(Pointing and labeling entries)
****************************************

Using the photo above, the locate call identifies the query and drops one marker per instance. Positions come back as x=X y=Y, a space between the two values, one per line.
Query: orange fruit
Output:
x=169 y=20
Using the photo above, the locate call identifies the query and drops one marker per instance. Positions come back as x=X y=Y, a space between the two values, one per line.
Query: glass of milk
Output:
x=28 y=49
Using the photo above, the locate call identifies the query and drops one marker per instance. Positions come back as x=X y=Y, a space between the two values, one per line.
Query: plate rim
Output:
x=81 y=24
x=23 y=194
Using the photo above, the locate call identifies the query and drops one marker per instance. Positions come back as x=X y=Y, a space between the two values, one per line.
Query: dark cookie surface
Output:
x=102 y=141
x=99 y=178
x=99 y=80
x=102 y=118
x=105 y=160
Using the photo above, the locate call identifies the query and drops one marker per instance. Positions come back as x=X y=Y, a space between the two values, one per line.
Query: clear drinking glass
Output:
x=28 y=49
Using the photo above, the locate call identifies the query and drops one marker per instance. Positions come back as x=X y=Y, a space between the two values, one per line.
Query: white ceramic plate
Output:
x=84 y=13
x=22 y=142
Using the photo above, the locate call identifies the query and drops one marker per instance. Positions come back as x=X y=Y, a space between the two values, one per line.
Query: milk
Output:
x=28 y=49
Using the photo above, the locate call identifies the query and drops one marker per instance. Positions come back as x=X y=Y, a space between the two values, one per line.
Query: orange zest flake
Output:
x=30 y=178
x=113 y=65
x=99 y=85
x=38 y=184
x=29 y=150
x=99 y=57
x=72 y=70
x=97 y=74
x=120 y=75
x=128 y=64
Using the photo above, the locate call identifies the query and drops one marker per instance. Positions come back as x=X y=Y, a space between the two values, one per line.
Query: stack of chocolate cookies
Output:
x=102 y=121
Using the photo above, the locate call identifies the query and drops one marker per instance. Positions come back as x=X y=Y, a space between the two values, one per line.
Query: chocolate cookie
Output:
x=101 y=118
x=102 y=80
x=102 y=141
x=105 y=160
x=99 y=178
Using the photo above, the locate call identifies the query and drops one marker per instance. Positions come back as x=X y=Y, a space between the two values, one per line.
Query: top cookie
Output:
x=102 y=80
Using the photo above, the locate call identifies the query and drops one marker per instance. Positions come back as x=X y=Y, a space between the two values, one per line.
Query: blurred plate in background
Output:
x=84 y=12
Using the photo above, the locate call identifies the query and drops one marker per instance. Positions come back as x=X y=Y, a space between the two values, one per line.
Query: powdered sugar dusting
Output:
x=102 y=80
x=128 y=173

****************************************

• _What is needed_:
Give back all the records exactly as they stand.

• _Task solution_:
Using the photo above, the locate call identifies the query and drops one marker per instance. Positions come back as x=X y=Y, a space between the two values, one per line.
Query: orange fruit
Output:
x=169 y=20
Using the photo above, the locate call identifies the query and drops one marker per instance. Positions come back as x=X y=Y, a space between the two values, one per line.
Query: glass of milk
Output:
x=28 y=49
Using the photo above, the locate call identifies the query and drops one marker per instance. Positions come back as x=X y=Y, a space between the two values, one per line.
Query: plate rim
Output:
x=81 y=24
x=23 y=194
Using the photo above, the locate call identifies the query and drops one marker per instance. Positions come back as x=X y=Y, a space between the two values, one per line.
Query: dark cookie surface
Output:
x=102 y=141
x=99 y=178
x=99 y=80
x=102 y=118
x=105 y=160
Using the photo above, the locate call identifies the query and drops one marker per instance. Positions come back as x=X y=Y, a space between the two values, one per line.
Query: clear drinking glass
Output:
x=28 y=49
Using the photo above, the locate call identifies the query and drops one marker per instance. Positions come back as x=X y=Y, a space between the two values, one per line.
Query: white ceramic plate
Output:
x=84 y=13
x=22 y=142
Using the photo above, the locate call identifies the query and drops one marker per instance. Positions come back as x=X y=Y, a space between the two values, one per line.
Query: milk
Output:
x=28 y=49
Using the photo above, the locate call identifies the query and drops one marker per instance. Positions come back as x=X y=Y, a space between the two values, one per line.
Query: orange zest flake
Output:
x=30 y=178
x=113 y=65
x=99 y=85
x=38 y=184
x=29 y=150
x=99 y=57
x=72 y=70
x=97 y=74
x=120 y=75
x=128 y=64
Using the photo above, the locate call identifies the query and drops one marker per instance. Positions come back as x=X y=Y, a space between the two values, one per line.
Query: stack of chocolate cookies
Output:
x=102 y=121
Using the photo above, the locate call identifies the query and drops one marker per instance. Positions come back as x=X y=Y, a space between the two values, one per line.
Query: chocolate cookie
Output:
x=101 y=118
x=102 y=80
x=102 y=141
x=105 y=160
x=99 y=178
Using the photo above, the locate call identifies the query and drops one marker per instance. Positions come back as x=X y=Y, a space between the two values, one per line.
Query: top cookie
Output:
x=102 y=80
Using the photo above, the locate call identifies the query and drops one marker per instance. Positions come back as x=X y=Y, a space between the two values, one per line.
Query: blurred plate in background
Output:
x=84 y=12
Using the photo above, the locate call identifies the query and drops one marker per instance. Positions come back as x=X y=Y, a space between the two values, one per line.
Query: powdered sugar dusting
Output:
x=102 y=80
x=128 y=173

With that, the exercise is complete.